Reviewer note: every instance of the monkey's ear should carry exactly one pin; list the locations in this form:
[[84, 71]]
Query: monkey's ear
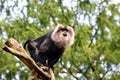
[[58, 27]]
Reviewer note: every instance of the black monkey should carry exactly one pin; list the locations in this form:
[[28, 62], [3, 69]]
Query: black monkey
[[47, 49]]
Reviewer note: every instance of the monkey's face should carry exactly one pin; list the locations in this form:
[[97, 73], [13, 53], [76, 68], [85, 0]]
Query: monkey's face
[[62, 36]]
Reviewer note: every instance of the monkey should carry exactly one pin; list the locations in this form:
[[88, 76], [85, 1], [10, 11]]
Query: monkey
[[47, 49]]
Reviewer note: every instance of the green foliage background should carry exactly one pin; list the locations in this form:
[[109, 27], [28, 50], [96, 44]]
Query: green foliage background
[[95, 54]]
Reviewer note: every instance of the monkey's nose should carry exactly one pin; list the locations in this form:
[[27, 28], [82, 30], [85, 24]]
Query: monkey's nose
[[65, 35]]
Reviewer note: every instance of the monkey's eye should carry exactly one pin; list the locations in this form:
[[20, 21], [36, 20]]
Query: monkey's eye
[[64, 29]]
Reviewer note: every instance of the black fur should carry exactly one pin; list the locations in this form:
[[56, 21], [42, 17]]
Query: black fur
[[44, 51]]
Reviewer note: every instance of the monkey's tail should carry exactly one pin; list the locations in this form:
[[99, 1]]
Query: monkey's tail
[[26, 43]]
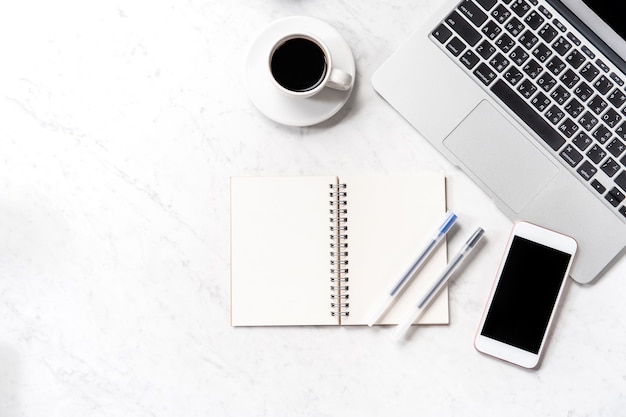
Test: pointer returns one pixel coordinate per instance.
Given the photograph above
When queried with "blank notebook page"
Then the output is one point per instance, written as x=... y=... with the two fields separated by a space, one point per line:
x=390 y=220
x=280 y=251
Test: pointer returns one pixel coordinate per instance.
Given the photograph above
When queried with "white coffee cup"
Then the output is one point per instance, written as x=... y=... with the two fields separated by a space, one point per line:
x=301 y=66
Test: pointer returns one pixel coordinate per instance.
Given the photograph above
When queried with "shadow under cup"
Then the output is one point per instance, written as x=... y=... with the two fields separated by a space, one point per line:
x=299 y=64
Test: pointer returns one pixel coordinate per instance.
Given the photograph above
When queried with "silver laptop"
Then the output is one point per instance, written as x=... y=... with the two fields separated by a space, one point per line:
x=528 y=97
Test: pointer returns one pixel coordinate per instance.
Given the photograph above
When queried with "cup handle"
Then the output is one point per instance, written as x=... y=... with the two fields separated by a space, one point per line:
x=339 y=80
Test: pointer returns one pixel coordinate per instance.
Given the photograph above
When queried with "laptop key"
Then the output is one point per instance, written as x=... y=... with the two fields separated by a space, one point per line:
x=569 y=78
x=616 y=147
x=442 y=33
x=611 y=118
x=597 y=185
x=513 y=75
x=582 y=141
x=546 y=132
x=548 y=33
x=596 y=154
x=534 y=20
x=455 y=46
x=568 y=127
x=588 y=121
x=554 y=114
x=597 y=104
x=542 y=52
x=463 y=28
x=485 y=49
x=561 y=46
x=610 y=167
x=485 y=74
x=603 y=85
x=583 y=91
x=617 y=98
x=546 y=81
x=532 y=69
x=620 y=180
x=487 y=4
x=602 y=134
x=499 y=62
x=589 y=71
x=587 y=170
x=527 y=89
x=571 y=155
x=514 y=27
x=621 y=131
x=520 y=7
x=560 y=95
x=519 y=56
x=472 y=12
x=505 y=43
x=574 y=108
x=469 y=59
x=615 y=196
x=528 y=40
x=501 y=14
x=541 y=102
x=575 y=59
x=491 y=30
x=555 y=66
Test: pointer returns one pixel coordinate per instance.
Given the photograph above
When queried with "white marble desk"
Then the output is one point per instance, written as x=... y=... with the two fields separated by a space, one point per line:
x=121 y=124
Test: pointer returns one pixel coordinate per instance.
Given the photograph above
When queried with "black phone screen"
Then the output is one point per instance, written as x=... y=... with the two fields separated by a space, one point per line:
x=526 y=294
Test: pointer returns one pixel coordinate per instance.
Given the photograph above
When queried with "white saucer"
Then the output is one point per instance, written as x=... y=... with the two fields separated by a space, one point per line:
x=294 y=111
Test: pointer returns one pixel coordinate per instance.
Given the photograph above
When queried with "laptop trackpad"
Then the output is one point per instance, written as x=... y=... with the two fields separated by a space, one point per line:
x=500 y=156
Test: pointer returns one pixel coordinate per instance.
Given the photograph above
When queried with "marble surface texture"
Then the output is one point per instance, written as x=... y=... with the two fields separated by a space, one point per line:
x=121 y=125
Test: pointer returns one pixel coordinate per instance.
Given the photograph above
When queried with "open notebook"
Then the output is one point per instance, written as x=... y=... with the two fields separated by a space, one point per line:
x=323 y=250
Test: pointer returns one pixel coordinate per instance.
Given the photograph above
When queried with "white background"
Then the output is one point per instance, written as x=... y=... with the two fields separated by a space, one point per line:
x=121 y=123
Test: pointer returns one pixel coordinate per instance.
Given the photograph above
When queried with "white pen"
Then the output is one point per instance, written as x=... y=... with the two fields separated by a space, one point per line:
x=439 y=283
x=388 y=298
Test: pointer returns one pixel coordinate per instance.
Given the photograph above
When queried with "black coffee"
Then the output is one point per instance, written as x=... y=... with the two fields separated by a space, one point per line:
x=298 y=64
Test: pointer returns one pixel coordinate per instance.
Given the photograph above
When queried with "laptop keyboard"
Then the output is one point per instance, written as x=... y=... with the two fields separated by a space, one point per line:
x=552 y=79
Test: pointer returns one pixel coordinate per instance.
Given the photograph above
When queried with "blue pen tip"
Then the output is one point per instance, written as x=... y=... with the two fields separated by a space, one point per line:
x=448 y=222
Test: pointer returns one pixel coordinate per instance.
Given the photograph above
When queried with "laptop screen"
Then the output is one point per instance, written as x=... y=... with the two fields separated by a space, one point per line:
x=603 y=18
x=611 y=12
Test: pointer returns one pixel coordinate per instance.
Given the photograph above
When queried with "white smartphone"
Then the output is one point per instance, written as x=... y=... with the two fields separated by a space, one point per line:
x=525 y=294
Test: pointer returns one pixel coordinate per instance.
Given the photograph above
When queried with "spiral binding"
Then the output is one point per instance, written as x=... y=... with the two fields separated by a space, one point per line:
x=339 y=250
★ ★ ★ ★ ★ ★ ★
*Problem to solve*
Collect every line of the records above that contains the word "tail", copying each line in full.

*Written reply*
Reviewer note: every instance of the monkey's tail should carry exactly one pin; list the locations in this form:
Query: monkey's tail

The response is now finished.